▸ AIM
Identify the line that contains "Guideline: one marker per instance of the stone bridge" in the material. Output it and every line after it, unchanged, through the end.
::::::::
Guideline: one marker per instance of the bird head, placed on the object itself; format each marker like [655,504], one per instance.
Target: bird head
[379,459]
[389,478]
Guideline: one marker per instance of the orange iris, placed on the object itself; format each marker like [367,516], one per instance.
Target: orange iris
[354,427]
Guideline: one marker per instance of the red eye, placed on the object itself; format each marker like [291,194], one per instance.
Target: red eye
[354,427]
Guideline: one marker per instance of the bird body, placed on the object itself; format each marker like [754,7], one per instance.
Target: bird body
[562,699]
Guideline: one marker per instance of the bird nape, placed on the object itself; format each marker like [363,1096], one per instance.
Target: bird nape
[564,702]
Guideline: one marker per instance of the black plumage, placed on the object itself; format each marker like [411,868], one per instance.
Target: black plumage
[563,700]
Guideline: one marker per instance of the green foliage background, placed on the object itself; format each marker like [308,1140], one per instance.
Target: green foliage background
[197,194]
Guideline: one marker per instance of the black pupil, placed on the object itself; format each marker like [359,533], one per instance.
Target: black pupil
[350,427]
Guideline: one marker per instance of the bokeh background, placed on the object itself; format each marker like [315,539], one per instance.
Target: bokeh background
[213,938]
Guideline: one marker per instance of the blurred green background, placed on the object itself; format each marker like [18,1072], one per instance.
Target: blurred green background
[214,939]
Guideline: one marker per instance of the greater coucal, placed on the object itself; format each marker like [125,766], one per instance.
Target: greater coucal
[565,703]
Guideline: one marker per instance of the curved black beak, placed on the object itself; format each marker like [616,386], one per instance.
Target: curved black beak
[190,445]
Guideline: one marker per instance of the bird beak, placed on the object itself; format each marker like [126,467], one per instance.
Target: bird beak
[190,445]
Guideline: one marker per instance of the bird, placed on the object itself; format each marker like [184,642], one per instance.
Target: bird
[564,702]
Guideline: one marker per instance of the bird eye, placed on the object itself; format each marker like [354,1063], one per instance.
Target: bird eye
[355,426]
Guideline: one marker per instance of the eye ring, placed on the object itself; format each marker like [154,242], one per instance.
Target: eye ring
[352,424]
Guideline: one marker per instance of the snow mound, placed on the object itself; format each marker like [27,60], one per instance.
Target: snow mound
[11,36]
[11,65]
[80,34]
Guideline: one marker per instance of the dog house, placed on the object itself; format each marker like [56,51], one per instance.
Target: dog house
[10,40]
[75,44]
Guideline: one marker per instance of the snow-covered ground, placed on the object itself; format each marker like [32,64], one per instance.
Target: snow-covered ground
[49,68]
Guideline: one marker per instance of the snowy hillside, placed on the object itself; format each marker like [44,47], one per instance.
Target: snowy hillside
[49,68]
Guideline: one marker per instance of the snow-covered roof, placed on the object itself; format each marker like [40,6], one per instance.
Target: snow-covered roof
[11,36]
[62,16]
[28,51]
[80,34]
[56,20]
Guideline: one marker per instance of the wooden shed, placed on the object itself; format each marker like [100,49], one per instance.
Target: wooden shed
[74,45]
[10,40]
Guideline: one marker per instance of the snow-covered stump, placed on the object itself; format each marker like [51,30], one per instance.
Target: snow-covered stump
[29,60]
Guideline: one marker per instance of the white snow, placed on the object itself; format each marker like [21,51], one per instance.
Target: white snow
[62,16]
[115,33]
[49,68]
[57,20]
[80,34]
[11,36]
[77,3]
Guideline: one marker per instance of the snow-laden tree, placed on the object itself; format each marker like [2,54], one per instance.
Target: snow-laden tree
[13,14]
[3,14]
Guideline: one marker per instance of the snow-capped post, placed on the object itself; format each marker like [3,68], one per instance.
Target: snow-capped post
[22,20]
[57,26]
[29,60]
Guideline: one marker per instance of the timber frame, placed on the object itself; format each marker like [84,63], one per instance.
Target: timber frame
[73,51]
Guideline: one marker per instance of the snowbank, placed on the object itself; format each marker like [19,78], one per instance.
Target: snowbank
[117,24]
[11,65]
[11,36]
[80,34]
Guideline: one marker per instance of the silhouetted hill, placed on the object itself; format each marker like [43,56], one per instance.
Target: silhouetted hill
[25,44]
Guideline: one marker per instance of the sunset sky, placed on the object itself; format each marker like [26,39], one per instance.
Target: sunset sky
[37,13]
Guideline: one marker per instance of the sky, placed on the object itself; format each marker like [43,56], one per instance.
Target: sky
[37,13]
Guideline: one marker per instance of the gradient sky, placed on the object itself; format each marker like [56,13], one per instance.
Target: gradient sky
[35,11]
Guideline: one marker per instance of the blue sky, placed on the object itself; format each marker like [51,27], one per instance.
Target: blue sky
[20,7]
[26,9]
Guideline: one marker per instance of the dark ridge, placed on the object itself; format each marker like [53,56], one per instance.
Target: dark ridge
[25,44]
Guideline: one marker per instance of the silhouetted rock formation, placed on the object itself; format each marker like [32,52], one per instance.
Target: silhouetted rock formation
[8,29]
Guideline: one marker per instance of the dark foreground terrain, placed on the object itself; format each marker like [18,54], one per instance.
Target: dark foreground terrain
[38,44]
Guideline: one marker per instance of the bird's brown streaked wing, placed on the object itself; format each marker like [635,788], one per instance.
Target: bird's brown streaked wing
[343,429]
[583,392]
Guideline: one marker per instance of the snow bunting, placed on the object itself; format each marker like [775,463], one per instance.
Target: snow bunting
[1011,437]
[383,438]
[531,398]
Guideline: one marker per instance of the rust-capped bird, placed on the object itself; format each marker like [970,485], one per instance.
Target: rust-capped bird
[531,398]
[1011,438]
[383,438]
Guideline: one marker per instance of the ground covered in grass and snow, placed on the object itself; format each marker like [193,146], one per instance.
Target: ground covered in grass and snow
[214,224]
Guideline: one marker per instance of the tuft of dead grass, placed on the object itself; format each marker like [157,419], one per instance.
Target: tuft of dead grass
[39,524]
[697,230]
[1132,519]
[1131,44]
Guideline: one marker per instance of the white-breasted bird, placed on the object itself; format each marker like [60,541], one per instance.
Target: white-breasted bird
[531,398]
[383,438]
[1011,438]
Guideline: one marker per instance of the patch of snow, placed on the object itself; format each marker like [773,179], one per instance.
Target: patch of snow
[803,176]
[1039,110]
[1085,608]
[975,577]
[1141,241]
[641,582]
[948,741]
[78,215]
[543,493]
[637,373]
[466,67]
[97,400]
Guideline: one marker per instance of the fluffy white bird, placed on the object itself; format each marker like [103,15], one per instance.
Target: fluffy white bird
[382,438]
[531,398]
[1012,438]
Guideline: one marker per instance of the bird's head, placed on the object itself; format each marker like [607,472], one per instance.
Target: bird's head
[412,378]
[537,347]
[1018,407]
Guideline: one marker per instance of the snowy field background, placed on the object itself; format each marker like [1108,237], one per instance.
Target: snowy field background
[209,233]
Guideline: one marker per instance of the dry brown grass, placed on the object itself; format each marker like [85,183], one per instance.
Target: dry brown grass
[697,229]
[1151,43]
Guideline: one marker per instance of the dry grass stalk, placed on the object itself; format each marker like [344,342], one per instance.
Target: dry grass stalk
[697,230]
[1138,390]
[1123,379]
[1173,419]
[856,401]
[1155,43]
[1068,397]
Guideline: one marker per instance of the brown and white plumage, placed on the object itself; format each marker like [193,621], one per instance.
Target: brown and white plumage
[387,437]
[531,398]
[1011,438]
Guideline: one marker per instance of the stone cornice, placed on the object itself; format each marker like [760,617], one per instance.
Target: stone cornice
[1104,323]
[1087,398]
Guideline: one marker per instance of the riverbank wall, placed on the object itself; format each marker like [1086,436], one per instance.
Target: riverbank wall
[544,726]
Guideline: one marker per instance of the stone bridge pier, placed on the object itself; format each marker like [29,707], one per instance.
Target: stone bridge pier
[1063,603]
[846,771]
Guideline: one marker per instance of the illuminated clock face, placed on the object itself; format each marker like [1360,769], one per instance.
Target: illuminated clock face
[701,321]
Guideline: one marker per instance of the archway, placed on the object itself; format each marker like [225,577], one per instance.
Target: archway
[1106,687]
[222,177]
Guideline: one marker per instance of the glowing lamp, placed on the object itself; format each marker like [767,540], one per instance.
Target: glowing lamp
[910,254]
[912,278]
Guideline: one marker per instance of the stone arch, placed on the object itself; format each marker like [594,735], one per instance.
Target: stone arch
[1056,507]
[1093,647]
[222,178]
::::::::
▸ CORRECT RESULT
Guideline: one marker per instance of the stone bridge pier, placed on the object itself; format each marker like [29,707], one per instance.
Target: stone bridge pier
[1063,603]
[846,771]
Guideline: one marker per instance of the illuminated clock face, placed on the object itself; format each marker like [1360,769], one per instance.
Target: illuminated clock face
[701,321]
Guideline: one marker per instance of the archway, placed on the object itself; format each marker like [225,577], one per instance.
Target: archway
[1106,687]
[222,177]
Guideline: one marker per instance of the glowing lamp, placed on the object itself; format each marker like [767,540], one per instance.
Target: glowing lamp
[910,254]
[912,278]
Guideline: one marker per instance of the stone arch, placed on the object itself; format each marker like [594,735], one per instance.
Target: stone arch
[1056,507]
[1093,647]
[222,178]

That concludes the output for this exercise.